_ACTIONS TO TAKE:_
a) List each saying that the post about a father's returning cancer quotes as one of the stupid things people might say about suffering.
b) Write out the passage of the post about the father's cancer that begins at the words "If I subscribe" and stops after the words "for Buddhist thought.)".

_SELECTED TEXT:_
------------
Adsense

Monday, February 8, 2021

The cancer has returned

Dad has a new and seemingly fast-growing tumor very close to where his first tumor was. He will have another surgery in 2 weeks. 

At this point, none of us knows what else this entails. 

Will there be more chemo and radiation? We don't know.

Since the cancer came back so quickly, are there trials for immunotherapy that he could do? We don't know.

Has the cancer spread beyond just that tumor? We don't know.

When dad went through his first surgery in the late summer/early fall, I did two things.

First, I tried to find humor in suffering because there is humor to be found if only if that humor is absolute absurdity. 

Dad's incision cut through the entire right side of his face so when I would call to check up on him I'd ask how Blackbeard was doing. Dad could have easily been a stand-in for one of the pirates on the Jack Sparrow franchise. 

He'd had to have his top teeth removed for radiation so I got him a pair of wind-up teeth for Christmas. 

The second thing I did was I worried and stewed. 

While my antidepressant helps me from completing stopping eating when I am worried, I had little appetite or desire to eat. I fretted about whether the first PET scan would find cancer riddling his body, making further treatments pointless. 

I felt such relief when he showed no cancer beyond that one spot on his face. 

And now I recognize that me worrying or stewing made not one iota's difference. (Rationally, I know worrying never makes any difference.)

I can actuate zero change in any of this. 

For the moment, I'm finding myself feeling very "whatever" about the entire thing. And by "whatever" I don't mean that I don't care; I mean that me fretting or worrying will change absolutely nothing. 

I simply feel sad. It devastates me to know my dad is suffering. 

I also feel angry at my utter lack of control, at the unfairness for my dad and for thousands and millions of people who are facing such things. I am angry for the Rwandans who faced genocide and the Jews who were forced into camps and the Native Americans who were viciously slaughtered without any "control" over any of it. 

I am angry at the human condition. And while some might say this is anger at God, I don't believe in sugar-daddy God who I can turn to for miracles. I don't believe that God makes things happen or that God's ways are beyond our understanding. 

If I subscribe to that belief, I am forced to believe that this God is also sadistic. 

For my own sanity, it is better for me to believe that nature is cyclical and sometimes there is no reason beyond the simple fact that everything dies. It is here that I have to chuck Christian God out the window and adopt Buddhist impermanence.

(And here is where I can make a shitty joke that God did "open a window," through which I tossed him to make way for Buddhist thought.)

However, I do find myself angry at all the people who might think or say stupid things like "Things happen for a reason" and "Pain has a purpose" and "God never gives you more than you can handle."

Because these are unmitigated lies. 

Life regularly gives people more pain than they can handle; they survive because their only other option is to commit suicide.

It is beyond stupid to be angry at the mindset of other people because I know people adopt whatever mindset they need to help them cope just as I am adopting mindsets right now to help me cope. 

I am angry at my uselessness to effect anything that will make this go away. It is easier to put a name to my blame. 

So when I am able I am reminding myself to simply sit with my anger and my sadness and feel them in all their misery.
------------
_DATA FOR ANALYSIS:_
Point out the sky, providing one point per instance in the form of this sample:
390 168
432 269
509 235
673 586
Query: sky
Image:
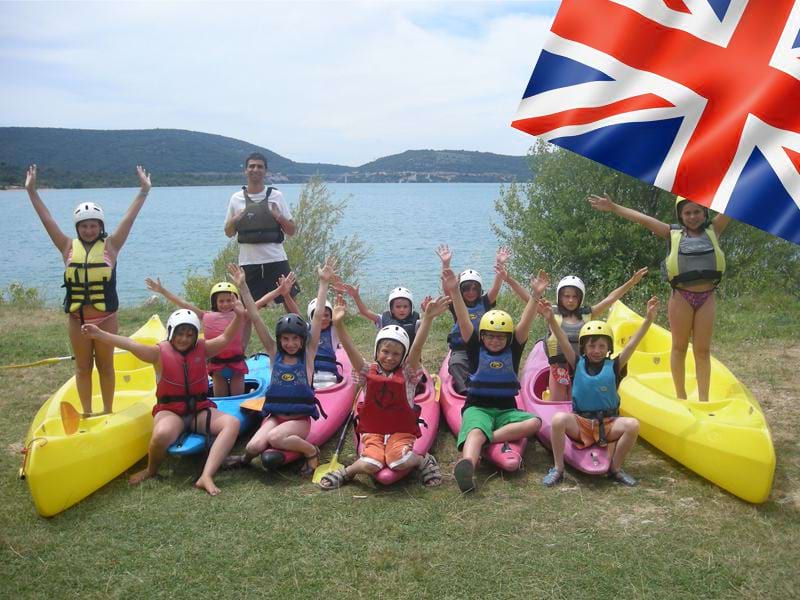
336 82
------------
_SOLUTIONS TO EACH TASK:_
a)
"Things happen for a reason"
"Pain has a purpose"
"God never gives you more than you can handle."

b)
If I subscribe to that belief, I am forced to believe that this God is also sadistic. 

For my own sanity, it is better for me to believe that nature is cyclical and sometimes there is no reason beyond the simple fact that everything dies. It is here that I have to chuck Christian God out the window and adopt Buddhist impermanence.

(And here is where I can make a shitty joke that God did "open a window," through which I tossed him to make way for Buddhist thought.)